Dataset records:
******

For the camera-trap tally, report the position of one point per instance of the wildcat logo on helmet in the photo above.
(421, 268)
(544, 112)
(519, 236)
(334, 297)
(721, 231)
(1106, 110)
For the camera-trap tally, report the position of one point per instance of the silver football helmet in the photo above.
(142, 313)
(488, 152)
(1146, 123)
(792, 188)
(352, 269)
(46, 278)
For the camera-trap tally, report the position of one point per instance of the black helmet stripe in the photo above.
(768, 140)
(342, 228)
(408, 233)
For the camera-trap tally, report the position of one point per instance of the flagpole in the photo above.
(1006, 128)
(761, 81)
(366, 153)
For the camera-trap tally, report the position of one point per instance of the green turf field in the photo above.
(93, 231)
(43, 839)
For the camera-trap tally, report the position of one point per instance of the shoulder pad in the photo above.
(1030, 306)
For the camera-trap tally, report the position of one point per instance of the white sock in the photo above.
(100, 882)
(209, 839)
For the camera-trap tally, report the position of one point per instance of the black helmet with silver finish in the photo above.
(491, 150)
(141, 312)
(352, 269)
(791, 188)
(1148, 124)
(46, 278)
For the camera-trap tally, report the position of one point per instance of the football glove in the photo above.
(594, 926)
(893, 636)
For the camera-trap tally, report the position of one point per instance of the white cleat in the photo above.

******

All entries must be printed exactly, with nothing omitted.

__Exercise result__.
For the camera-trap tally, report the position of one point per instance of the wildcat logo on helmet in the photo above.
(421, 268)
(544, 112)
(519, 236)
(334, 297)
(721, 231)
(1106, 110)
For the camera-trap tally, report the position of one point per instance of the silver football helmet in the photo above.
(142, 313)
(488, 152)
(1146, 123)
(792, 188)
(352, 269)
(46, 278)
For the camera-trap tally, report the position of one point per instance of the black helmet stripe in the photo above.
(768, 140)
(342, 228)
(408, 233)
For the camera-trap tally, report the position of one point per instance of the flagpole in the photo above.
(1006, 128)
(761, 81)
(366, 153)
For the camera-trap tally, report the position of one point per instance of the green turf field in the photo above.
(93, 231)
(43, 839)
For the camera-trap tally, report the position of one point per instance of the shoulder pad in the photo above.
(1030, 306)
For the camera-trap tally, report the position of one point per instance of the white sock in the photo above.
(100, 882)
(209, 839)
For the camera-trap tally, report the position of one point per instance of the black helmet with silver finish in the photo above.
(491, 150)
(141, 312)
(352, 269)
(791, 188)
(1148, 124)
(46, 278)
For the camera-trap tally, report the position of one point per instance of the football glove in the photo above.
(594, 926)
(893, 636)
For the camera-trap tally, report the position of one point per instance of the white cleat in the photo above.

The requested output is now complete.